De los lobos disfrazados de ovejas
La mañana del domingo 29 de junio, la policía encontró sin vida el cadáver de José Miguel Castro, quien fuera la mano derecha de la exalcaldesa de Lima, Susana Villarán, procesada por presunto financiamiento ilícito.
Pero más allá de la misteriosa muerte que cierne de incertidumbre la historia de “Budián”, como se le conocía al otrora gerente municipal, ¿qué representó Castro? (Y casi nadie quiere decirlo en voz alta).
Hay corruptos que roban con prepotencia. Y otros que lo hacen convencidos de que es por el bien común. José Miguel Castro perteneció al segundo grupo: el gerente técnico que operó con millones ilegales mientras su gestión presumía de “ética” y “progreso”. El problema no fue solo lo que hizo, sino lo que llegó a simbolizar.
Porque Castro no era cualquier funcionario. Fue el cerebro de la gestión de Susana Villarán, su operador de confianza, el que supuestamente pondría “orden” en un municipio marcado por la ineficiencia. Una gestión que prometió ética y terminó vinculada a Odebrecht y OAS. Ni honesta. Ni eficaz. Ni distinta.

Lista de tareas:
**A)** Según el texto sobre José Miguel Castro, ¿con qué apodo se le conocía?
**B)** Retoma el texto sobre José Miguel Castro y continúalo a partir de su última oración.
Las filas proceden de una fuente distinta a la de este texto.

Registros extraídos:
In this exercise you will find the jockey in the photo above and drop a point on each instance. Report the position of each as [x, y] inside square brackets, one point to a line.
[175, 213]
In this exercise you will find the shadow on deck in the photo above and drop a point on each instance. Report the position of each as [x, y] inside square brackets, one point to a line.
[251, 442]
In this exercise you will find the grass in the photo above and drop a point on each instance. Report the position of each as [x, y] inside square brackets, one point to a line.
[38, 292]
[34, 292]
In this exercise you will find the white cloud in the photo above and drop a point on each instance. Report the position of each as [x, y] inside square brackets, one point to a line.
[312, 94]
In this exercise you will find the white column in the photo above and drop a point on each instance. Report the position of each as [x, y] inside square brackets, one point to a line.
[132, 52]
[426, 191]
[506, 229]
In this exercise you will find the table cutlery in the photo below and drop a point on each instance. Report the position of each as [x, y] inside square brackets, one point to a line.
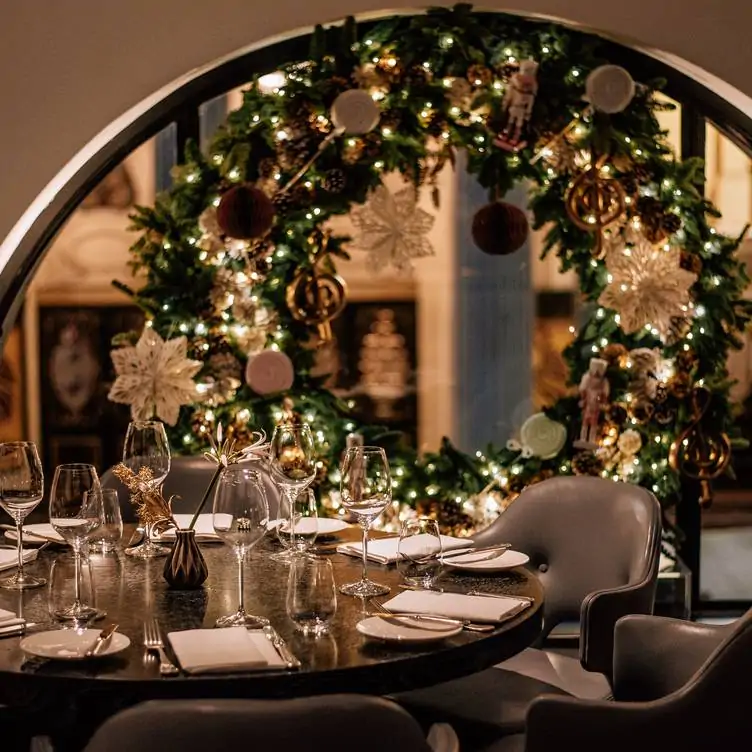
[153, 641]
[284, 652]
[478, 593]
[470, 626]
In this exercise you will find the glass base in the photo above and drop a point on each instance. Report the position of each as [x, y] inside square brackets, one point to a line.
[80, 613]
[147, 550]
[364, 589]
[19, 581]
[242, 619]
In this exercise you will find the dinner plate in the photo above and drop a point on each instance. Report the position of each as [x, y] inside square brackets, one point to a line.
[406, 630]
[322, 526]
[40, 532]
[477, 562]
[70, 644]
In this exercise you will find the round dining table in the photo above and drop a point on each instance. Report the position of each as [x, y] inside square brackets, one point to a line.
[60, 695]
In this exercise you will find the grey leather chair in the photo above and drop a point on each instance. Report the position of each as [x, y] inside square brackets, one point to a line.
[676, 684]
[595, 544]
[312, 724]
[187, 481]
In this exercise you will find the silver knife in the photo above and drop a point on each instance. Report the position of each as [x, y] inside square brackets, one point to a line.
[102, 641]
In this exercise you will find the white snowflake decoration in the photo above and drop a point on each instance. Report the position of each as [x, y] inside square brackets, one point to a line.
[392, 228]
[154, 377]
[646, 284]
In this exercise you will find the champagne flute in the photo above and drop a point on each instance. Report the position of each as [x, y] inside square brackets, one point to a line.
[146, 445]
[366, 491]
[240, 517]
[21, 490]
[292, 463]
[75, 512]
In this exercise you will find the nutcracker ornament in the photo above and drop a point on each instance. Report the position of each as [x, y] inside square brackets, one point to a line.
[519, 99]
[594, 393]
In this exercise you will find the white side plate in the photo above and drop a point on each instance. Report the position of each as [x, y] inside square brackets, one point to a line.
[477, 563]
[70, 645]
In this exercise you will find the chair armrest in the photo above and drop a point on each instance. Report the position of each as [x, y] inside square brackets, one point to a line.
[654, 656]
[598, 616]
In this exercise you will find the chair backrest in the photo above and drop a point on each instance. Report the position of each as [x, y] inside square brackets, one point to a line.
[187, 481]
[583, 535]
[312, 724]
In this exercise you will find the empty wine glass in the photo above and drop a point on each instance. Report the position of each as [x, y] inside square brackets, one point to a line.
[240, 517]
[107, 536]
[419, 552]
[75, 512]
[146, 445]
[301, 535]
[366, 490]
[21, 490]
[292, 463]
[311, 594]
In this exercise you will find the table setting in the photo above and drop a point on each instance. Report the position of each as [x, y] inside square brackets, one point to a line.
[256, 604]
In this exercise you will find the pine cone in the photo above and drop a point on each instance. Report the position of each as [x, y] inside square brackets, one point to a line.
[334, 181]
[479, 75]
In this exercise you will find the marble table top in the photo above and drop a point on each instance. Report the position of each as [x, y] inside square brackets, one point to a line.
[132, 590]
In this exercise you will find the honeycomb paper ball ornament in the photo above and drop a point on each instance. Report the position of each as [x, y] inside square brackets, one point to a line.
[245, 212]
[355, 112]
[500, 228]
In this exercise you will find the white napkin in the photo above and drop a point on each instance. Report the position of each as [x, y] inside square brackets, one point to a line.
[216, 651]
[204, 527]
[384, 550]
[457, 606]
[8, 619]
[9, 560]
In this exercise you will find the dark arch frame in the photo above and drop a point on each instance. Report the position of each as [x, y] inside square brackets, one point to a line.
[699, 105]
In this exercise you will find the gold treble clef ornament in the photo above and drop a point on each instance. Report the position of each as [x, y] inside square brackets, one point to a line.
[697, 453]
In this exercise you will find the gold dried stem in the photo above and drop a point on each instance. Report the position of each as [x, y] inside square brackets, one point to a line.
[151, 506]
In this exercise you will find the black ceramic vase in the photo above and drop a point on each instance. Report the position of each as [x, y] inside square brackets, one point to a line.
[185, 567]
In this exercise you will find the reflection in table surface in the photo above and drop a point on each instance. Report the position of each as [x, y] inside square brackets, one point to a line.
[130, 590]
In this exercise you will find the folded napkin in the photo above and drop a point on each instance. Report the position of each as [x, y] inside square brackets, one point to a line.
[9, 560]
[457, 606]
[384, 550]
[229, 650]
[204, 527]
[8, 619]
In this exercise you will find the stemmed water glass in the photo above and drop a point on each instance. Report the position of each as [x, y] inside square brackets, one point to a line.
[292, 462]
[75, 512]
[366, 491]
[240, 517]
[146, 445]
[21, 489]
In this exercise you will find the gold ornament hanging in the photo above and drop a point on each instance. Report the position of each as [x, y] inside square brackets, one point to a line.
[315, 297]
[697, 453]
[594, 202]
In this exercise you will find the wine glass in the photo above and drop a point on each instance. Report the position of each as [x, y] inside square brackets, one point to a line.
[146, 445]
[419, 552]
[311, 594]
[366, 490]
[240, 517]
[299, 537]
[75, 513]
[21, 489]
[292, 463]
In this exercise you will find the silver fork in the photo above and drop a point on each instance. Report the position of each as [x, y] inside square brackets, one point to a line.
[153, 641]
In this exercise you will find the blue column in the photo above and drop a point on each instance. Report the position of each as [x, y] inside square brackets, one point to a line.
[494, 329]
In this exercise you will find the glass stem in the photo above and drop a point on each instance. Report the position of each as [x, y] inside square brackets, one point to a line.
[19, 547]
[241, 584]
[364, 575]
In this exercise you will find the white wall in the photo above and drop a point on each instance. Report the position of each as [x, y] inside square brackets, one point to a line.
[68, 69]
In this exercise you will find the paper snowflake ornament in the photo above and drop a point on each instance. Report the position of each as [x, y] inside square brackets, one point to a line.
[646, 284]
[155, 377]
[392, 228]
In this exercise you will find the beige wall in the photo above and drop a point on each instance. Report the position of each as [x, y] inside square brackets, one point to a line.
[68, 69]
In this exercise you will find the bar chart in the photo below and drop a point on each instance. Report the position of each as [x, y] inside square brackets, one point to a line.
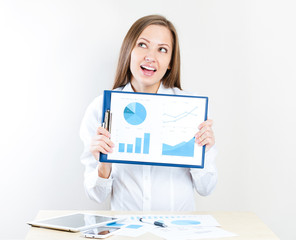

Resultados:
**A)** Se le conocía como “Budián”.

**B)**
Confesó haber recibido millones en aportes ilícitos y se había acogido al sistema de “colaborador eficaz”. Pero hasta junio de 2025 seguía sin juicio ni condena. Ese silencio procesal revela cómo ciertos perfiles con discurso técnico e imagen impoluta logran evadir el escrutinio que otros no se permiten.
La noticia más trágica llegó el 29 de junio: Castro fue hallado muerto en su departamento de Miraflores. Un profundo corte de 14 cm en el cuello, dos cuchillos a su lado y una puerta posiblemente manipulada. La versión oficial apunta a “suicidio”, pero hay demasiadas preguntas: ¿por qué, a pocos días de declarar, se silenció su voz con esa brutalidad?
La reacción pública fue mínima: no hubo protestas ni indignación masiva. Su muerte simplemente desapareció de la agenda mediática. Como si el silencio que no permitimos a otros se transformara en indiferencia cuando se trata de alguien con buenas maneras y (hasta ese momento) previsible.
Castro encarnó una forma de corrupción que el país todavía no está dispuesto a enfrentar: la que opera desde la respetabilidad pública, desde el discurso del cambio, desde el aura de técnica progresista. La que no grita, no insulta, no aparece en fotos polémicas, pero sí mueve millones bajo la sombra.
Quizá por eso su muerte no causó un estallido social: porque implicaría admitir que la corrupción no solo está en los brutos, en los autoritarios, en los tradicionales. Está también —y quizá especialmente— en los que hablan bien, tienen posgrados y visten con sobriedad.
Y enfrentar eso duele mucho más.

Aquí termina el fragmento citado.